_PARTS OF THE EXERCISE_
• a. From the trip report on the Empire Builder, list every city it names, counting each city once even if it appears in shortened form.
• b. Resume the trip report on the Empire Builder after its last sentence.

_EXTRACT TO READ_
# Empire Builder Chicago to Seattle



## stonesfan (Oct 6, 2012)

Having sampled the Zephyr from Chi-SLC around two years ago, it was now time to take a relaxing trip on the Empire Builder for the full duration to Seattle. The trip started with a tiredness inducing 8h experience across the Atlantic to DC and then a few days sightseeing in glorious 80f sunshine. Wanted to take the train up to Chicago, but also wanted some extra time to scoop in the fantastic Smithsonian Aviation museum which sits on the boundary of Dulles airport. So decided to compromise, scoop in the museum, fly to Chicago and then take the Empire Builder. About the only disappointment was taking a wander for the first time into DC Station and finding the place covered in netting and scaffolding. Still, if it means the place looking in top shape for the majority of the time then we all know its for the best.

_GIVEN INFORMATION_

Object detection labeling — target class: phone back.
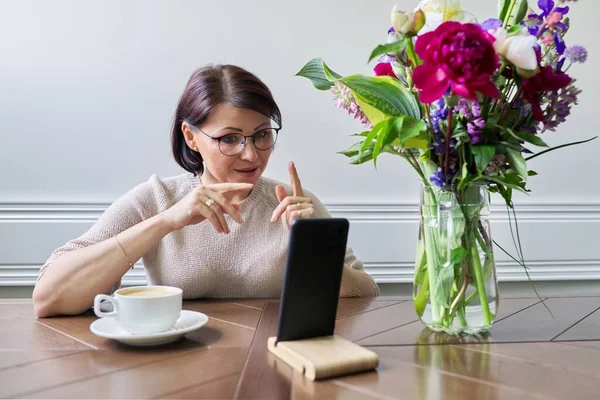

_EXPECTED OUTPUTS_
• a. Chicago, Seattle, SLC, DC

• b.
The Arrival at Chicago Union Station was the classic experience that certain American Stations present. An almost apologetic message given off in the lack of signage into the station. We walked through a set of unmarked and unsigned doors which I remembered from last time, into a dimly lit passage and then into the glorious Great Hall which was almost deserted! However, through the doors into the booking areas and the place suddenly bursts into life like walking into a bees nest. As per usual, I'd booked a roomette for me and my partner, so having taken lunch in the beggars palace otherwise known as the food hall we made our way to the 1st class waiting room prior to boarding.

We were called to our train and made our way onto the platform to be greeted by the train and little else. However, a brief use of initiative soon saw us occupying our roomette. With about 10 minutes to go until departure a rather startled traincrew made their way onto the train unaware that the passengers had been called through! A quick welcome and ticket check was performed and the crew hastily got down to their duties. We pulled out of Union Station a little late but were soon yomping along Westwards. Dinner was reserved for 645pm and come this hour we picked our way to the restaurant car to be served a tasty meal from polite staff. Some relaxation was followed by our attendant turning the room into a bedroom, which being 6'4 and a half means chivalry temporarily goes out of the window and her Highness gets the top bunk! Highness in the literal sense.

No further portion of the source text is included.